= Document text =
____________
The extensive use of medical monitoring devices has resulted in the generation of tremendous amounts of data. Storage, retrieval, and analysis of such data require platforms that can scale with data growth and adapt to the various behavior of the analysis and processing algorithms. In recent years, many-core processors and more specifically many-core Graphical Processing Units (GPUs) have become one of the most promising platforms for high performance processing of data, due to the massive parallel processing power they offer. However, many of the algorithms and data structures used in medical and bioinformatics systems do not follow a data-parallel programming paradigm, and hence cannot fully benefit from the parallel processing power of data-parallel many-core architectures.
In this dissertation, we present three techniques to adapt several non-data parallel applications in different dwarfs to modern many-core GPUs. First, we present a load balancing technique to maximize parallelism in non-serial polyadic Dynamic Programming (DP), which is a family of dynamic programming algorithms with more non-uniform data access pattern. We show that a bottom-up approach to solving the DP problem exploits more parallelism and therefore yields higher performance. We achieve 228X speedup over an equivalent CPU implementation.
____________
= Supplied material =
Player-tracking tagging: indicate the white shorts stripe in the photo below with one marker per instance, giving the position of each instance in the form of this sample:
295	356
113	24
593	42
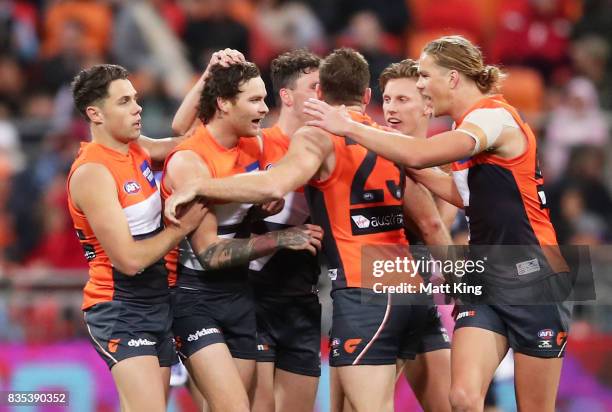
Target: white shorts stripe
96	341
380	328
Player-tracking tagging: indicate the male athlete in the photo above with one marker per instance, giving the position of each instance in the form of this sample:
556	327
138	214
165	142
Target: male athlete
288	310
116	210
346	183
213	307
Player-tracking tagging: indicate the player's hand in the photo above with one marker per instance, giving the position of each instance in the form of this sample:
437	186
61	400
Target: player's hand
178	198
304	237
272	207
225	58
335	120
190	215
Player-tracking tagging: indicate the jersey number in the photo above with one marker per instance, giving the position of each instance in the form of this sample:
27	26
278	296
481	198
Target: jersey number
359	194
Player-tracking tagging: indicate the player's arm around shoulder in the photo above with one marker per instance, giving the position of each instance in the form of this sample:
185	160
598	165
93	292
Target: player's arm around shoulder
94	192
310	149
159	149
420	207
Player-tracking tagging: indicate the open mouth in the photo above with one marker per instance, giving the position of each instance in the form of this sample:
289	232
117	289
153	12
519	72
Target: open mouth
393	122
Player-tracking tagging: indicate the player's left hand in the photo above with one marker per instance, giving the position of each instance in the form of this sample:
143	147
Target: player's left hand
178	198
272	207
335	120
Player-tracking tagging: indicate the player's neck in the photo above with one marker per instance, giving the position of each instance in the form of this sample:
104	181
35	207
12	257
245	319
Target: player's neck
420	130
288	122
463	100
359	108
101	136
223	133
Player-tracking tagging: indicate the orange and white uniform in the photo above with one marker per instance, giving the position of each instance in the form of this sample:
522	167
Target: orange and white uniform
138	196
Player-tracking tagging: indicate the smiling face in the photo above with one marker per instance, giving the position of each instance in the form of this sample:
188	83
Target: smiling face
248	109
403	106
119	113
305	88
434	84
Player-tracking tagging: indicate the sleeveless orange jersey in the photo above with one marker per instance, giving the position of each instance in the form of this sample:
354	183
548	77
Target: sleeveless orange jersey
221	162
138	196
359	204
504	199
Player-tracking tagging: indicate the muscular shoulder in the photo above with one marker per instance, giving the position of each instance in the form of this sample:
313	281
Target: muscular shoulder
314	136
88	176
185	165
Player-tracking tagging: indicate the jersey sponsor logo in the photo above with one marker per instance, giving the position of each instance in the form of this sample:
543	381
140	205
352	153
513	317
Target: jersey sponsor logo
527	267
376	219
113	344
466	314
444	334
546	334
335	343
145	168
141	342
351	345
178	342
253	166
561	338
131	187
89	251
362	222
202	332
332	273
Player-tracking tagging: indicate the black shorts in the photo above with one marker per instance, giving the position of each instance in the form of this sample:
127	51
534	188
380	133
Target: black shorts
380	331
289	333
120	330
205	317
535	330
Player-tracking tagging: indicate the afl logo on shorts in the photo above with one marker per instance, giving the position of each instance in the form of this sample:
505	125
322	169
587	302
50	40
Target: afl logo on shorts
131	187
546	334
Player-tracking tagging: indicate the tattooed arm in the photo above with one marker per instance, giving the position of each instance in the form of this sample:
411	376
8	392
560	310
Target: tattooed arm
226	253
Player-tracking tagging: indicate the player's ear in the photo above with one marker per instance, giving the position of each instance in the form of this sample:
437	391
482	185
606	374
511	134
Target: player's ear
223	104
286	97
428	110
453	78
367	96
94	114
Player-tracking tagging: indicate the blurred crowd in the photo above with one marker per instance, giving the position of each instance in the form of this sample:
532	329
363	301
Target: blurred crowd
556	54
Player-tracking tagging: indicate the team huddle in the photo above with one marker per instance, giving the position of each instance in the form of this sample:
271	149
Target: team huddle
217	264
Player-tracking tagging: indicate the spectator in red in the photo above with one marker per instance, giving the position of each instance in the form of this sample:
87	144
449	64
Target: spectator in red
____________
= Tasks =
1) Print the passage of the abstract on many-core GPUs starting at "The extensive use" and ending at "data-parallel many-core architectures.".
2) Using the abstract on many-core GPUs, answer the following:
(a) How many techniques does the dissertation present?
(b) Which approach to solving the DP problem exploits more parallelism?
(c) What speedup is achieved over an equivalent CPU implementation?

= Responses =
1)
The extensive use of medical monitoring devices has resulted in the generation of tremendous amounts of data. Storage, retrieval, and analysis of such data require platforms that can scale with data growth and adapt to the various behavior of the analysis and processing algorithms. In recent years, many-core processors and more specifically many-core Graphical Processing Units (GPUs) have become one of the most promising platforms for high performance processing of data, due to the massive parallel processing power they offer. However, many of the algorithms and data structures used in medical and bioinformatics systems do not follow a data-parallel programming paradigm, and hence cannot fully benefit from the parallel processing power of data-parallel many-core architectures.

2)
(a) Three.
(b) A bottom-up approach.
(c) 228X.